[Dataset excerpt]

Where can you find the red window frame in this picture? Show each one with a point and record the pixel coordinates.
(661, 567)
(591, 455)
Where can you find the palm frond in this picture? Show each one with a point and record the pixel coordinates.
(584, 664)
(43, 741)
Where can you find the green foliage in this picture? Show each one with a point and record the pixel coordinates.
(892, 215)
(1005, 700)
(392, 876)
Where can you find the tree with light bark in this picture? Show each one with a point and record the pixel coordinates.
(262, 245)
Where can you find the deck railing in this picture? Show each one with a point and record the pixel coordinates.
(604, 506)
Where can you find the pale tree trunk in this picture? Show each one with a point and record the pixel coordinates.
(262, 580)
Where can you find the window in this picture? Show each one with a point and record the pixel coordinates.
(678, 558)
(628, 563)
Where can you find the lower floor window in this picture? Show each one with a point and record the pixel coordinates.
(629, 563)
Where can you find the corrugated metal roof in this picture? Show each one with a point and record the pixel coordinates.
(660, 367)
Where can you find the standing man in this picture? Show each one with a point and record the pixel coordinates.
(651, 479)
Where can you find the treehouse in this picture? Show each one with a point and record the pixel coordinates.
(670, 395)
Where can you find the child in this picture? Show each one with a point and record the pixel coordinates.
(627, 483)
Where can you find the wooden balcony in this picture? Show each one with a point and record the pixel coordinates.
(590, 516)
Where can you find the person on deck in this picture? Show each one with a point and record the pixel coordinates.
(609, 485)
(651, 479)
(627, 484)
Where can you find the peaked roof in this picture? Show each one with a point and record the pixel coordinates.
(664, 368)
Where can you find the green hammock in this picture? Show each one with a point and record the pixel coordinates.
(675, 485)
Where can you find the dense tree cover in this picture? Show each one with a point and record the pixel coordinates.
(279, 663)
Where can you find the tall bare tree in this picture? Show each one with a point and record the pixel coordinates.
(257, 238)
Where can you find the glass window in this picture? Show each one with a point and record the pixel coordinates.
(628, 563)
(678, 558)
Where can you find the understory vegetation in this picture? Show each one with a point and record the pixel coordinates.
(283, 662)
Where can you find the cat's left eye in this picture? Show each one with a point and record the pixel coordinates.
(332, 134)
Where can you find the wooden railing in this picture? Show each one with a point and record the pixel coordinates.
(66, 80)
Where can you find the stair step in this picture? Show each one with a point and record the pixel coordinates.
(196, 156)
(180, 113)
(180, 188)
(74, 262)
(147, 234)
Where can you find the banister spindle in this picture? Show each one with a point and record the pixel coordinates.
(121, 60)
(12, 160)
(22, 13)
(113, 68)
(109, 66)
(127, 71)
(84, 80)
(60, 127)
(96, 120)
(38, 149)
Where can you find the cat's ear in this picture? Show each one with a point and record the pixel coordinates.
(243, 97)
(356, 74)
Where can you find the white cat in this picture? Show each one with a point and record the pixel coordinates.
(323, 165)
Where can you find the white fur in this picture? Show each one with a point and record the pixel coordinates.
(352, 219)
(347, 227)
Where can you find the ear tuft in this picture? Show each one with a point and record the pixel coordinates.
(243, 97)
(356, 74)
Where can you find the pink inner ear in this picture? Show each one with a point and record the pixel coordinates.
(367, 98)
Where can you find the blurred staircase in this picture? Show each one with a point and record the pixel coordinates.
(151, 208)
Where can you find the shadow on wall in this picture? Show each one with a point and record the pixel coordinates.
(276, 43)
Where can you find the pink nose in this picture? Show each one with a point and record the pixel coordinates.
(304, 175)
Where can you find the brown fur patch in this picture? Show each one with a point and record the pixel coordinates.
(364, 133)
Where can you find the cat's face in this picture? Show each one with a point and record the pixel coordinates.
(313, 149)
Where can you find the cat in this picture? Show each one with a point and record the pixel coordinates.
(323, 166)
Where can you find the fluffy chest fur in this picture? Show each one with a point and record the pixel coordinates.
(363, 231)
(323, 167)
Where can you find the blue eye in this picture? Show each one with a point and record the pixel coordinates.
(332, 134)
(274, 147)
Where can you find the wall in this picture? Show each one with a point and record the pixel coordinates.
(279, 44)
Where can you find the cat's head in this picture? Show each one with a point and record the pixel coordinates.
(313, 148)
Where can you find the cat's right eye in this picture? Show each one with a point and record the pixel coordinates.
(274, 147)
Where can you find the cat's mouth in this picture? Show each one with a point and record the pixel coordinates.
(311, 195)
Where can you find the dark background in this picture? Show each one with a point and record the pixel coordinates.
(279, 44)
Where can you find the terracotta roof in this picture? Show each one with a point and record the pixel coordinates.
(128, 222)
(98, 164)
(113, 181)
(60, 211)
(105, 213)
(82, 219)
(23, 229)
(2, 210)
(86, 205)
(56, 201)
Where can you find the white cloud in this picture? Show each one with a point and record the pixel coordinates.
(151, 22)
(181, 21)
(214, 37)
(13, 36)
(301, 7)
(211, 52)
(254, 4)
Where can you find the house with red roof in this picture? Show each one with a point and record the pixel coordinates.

▶ SET TASK: Copy every record above, substituting "Mark each one" for each occurrence of "Show each one" and leaving everything else unchanged.

▶ WRITTEN SOLUTION:
Where can you find the red window frame in this picture? Mark each one with a point and record the pixel coordinates.
(661, 567)
(591, 455)
Where can you find the palm frond in this picture? Mark each one with a point and record the pixel coordinates.
(584, 664)
(43, 741)
Where can you find the green foliage in this picture? Mark each one with a point and record the pixel coordinates.
(892, 215)
(1005, 700)
(392, 876)
Where can you find the tree with light bark in this picture? Mark each one with a point and record the pixel coordinates.
(262, 245)
Where can you find the deck railing in this picture? Mark each one with a point and record the pixel coordinates.
(604, 506)
Where can you find the pale tree trunk in this picture? Mark each one with a point and record the pixel coordinates.
(262, 580)
Where can you find the window in this picture? Mark each one with a point and record the pixel coordinates.
(678, 558)
(628, 563)
Where can you find the lower floor window in this picture? Mark each one with a point and record the pixel coordinates.
(629, 563)
Where can you find the corrugated metal roof in this picture? Mark each one with a point and record the pixel coordinates.
(660, 367)
Where can you find the standing man in this picture? Mark each one with a point and record the pixel coordinates.
(651, 479)
Where can you find the treehouse in this picture? Mark each one with a point and record the pixel coordinates.
(670, 395)
Where can you find the child in this picture? Mark each one with a point and record the pixel coordinates.
(627, 483)
Where can you find the wooden balcony in this picture? Mark each one with a point and record the pixel coordinates.
(590, 516)
Where can you find the person on deck in this picture? Mark each one with a point and record the pixel coordinates.
(609, 485)
(651, 479)
(627, 484)
Where can you find the peaked roof in this picture? Mark each one with a point and record the pixel coordinates.
(664, 368)
Where can you find the green hammock in this picture? Mark each one with a point and record the pixel coordinates.
(675, 485)
Where can you find the dense tree cover in this picture? Mark each one with a point and record the pixel coordinates.
(279, 663)
Where can you find the tall bare tree in this picture? Mark each one with a point and record the pixel coordinates.
(257, 238)
Where can you find the glass window in this picture? Mark each one with a point and record the pixel coordinates.
(628, 563)
(678, 558)
Where can you find the understory vegetation in this picture? Mark each one with a point and record the pixel coordinates.
(283, 662)
Where can you find the cat's left eye in this picture? Mark each one with a point and record the pixel coordinates.
(332, 134)
Where can you find the wooden railing in this picture? Mark each one with a point and record the pixel coordinates.
(66, 80)
Where can you find the stair step in this picture? Mark each one with a point and record the pixel coordinates.
(196, 156)
(180, 113)
(180, 188)
(74, 262)
(147, 234)
Where can you find the banister spindle in this picture? Mark each one with a point and record the pixel coordinates.
(121, 60)
(12, 160)
(22, 13)
(113, 68)
(109, 66)
(127, 71)
(84, 80)
(60, 127)
(96, 120)
(38, 149)
Where can you find the cat's ear in this picture? Mark each one with a point and record the pixel coordinates.
(243, 97)
(356, 74)
Where can you find the white cat in this picture? Mark each one with a point and record the pixel coordinates.
(323, 165)
Where can you find the white fur in this picture? Mark each one with a point and record the pixel coordinates.
(352, 219)
(347, 227)
Where can you find the ear tuft in this picture? Mark each one with a point and record the pixel coordinates.
(243, 97)
(356, 74)
Where can you find the pink inner ear in this picture? Mark each one with a point and record the pixel coordinates.
(367, 98)
Where can you find the blurred staircase in this picture? Mark each one with a point and record the pixel coordinates.
(151, 208)
Where can you find the shadow on wall in this picture? Mark each one with a point and record the pixel coordinates.
(276, 43)
Where can you find the pink nose in this picture? Mark each one with a point and record the pixel coordinates.
(304, 175)
Where can you find the brown fur patch in this picture? Mark each one with a point and record the pixel coordinates.
(364, 133)
Where can you find the cat's face in this picture? Mark each one with a point and record the pixel coordinates.
(313, 149)
Where can you find the cat in this picture? Mark each one with a point and record the pixel coordinates.
(323, 166)
Where can you find the fluffy chest fur in this picture? Mark each one with a point and record the pixel coordinates.
(363, 231)
(323, 167)
Where can you find the blue eye in this picture? Mark each one with a point and record the pixel coordinates.
(332, 134)
(274, 147)
Where can you find the wall in this picture? Mark each one with a point and record the pixel coordinates.
(279, 44)
Where can you find the cat's head in this picture? Mark each one with a point and record the pixel coordinates.
(313, 148)
Where can you find the cat's right eye in this picture? Mark each one with a point and record the pixel coordinates.
(274, 147)
Where can you find the cat's mouth in this picture? Mark each one with a point and record the pixel coordinates.
(311, 195)
Where can you find the dark background in this picture? Mark each one with a point and record the pixel coordinates.
(279, 44)
Where can you find the terracotta roof in this picture? Mark each one with a point and record the pixel coordinates.
(128, 222)
(98, 164)
(113, 181)
(60, 211)
(105, 213)
(82, 219)
(23, 229)
(2, 210)
(86, 205)
(56, 201)
Where can you find the white cloud in this picture? Mark each one with a point and record the pixel coordinates.
(151, 22)
(181, 21)
(214, 37)
(13, 36)
(301, 7)
(211, 52)
(254, 4)
Where can you find the house with red roof in this picture? Mark each one with a point and record the pixel coordinates.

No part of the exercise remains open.